- **RECORDS SHOWN**
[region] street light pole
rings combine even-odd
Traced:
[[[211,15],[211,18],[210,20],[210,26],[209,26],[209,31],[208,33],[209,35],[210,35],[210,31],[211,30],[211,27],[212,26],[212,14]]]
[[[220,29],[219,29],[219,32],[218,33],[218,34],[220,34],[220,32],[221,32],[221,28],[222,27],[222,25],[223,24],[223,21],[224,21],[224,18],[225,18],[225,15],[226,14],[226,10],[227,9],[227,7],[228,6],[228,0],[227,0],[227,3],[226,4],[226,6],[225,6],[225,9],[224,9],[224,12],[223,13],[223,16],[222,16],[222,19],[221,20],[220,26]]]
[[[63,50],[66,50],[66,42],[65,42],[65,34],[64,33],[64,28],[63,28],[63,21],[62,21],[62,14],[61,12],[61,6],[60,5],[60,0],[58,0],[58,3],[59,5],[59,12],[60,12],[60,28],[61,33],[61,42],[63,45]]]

- **DIRECTIONS**
Copy all of the items above verbatim.

- **EXERCISE RESULT**
[region] street light pole
rings combine even-odd
Traced:
[[[211,15],[211,18],[210,20],[210,26],[209,26],[209,31],[208,33],[209,35],[210,35],[210,31],[211,30],[211,27],[212,26],[212,14]]]
[[[220,29],[219,29],[219,32],[218,33],[218,34],[220,34],[220,32],[221,32],[221,28],[222,27],[222,25],[223,24],[223,21],[224,21],[224,18],[225,18],[225,15],[226,14],[226,10],[227,9],[227,7],[228,6],[228,0],[227,0],[227,3],[226,4],[226,6],[225,6],[225,9],[224,9],[224,12],[223,13],[223,16],[222,16],[222,19],[221,20],[220,26]]]
[[[63,50],[66,50],[66,42],[65,42],[65,34],[64,33],[64,28],[63,28],[63,21],[62,21],[62,14],[61,12],[61,6],[60,5],[60,0],[58,0],[58,3],[59,5],[59,12],[60,12],[60,28],[61,33],[61,42],[63,45]]]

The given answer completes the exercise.